What needs to be done |
Output the full listing verbatim.

Task input |
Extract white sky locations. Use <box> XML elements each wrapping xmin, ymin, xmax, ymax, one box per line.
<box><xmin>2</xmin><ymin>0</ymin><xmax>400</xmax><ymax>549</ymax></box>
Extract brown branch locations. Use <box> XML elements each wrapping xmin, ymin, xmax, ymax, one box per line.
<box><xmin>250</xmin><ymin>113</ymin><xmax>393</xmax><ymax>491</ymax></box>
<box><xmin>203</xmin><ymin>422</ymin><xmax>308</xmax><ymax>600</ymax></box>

Output for this task |
Extract white sky locations. Use <box> XML elements each wrapping xmin, ymin, xmax, ymax, one box per line.
<box><xmin>2</xmin><ymin>0</ymin><xmax>400</xmax><ymax>549</ymax></box>
Extract brown branch locations. Use <box> XML elements each wrapping xmin, ymin, xmax, ymax, one box per line.
<box><xmin>250</xmin><ymin>113</ymin><xmax>393</xmax><ymax>491</ymax></box>
<box><xmin>203</xmin><ymin>422</ymin><xmax>308</xmax><ymax>600</ymax></box>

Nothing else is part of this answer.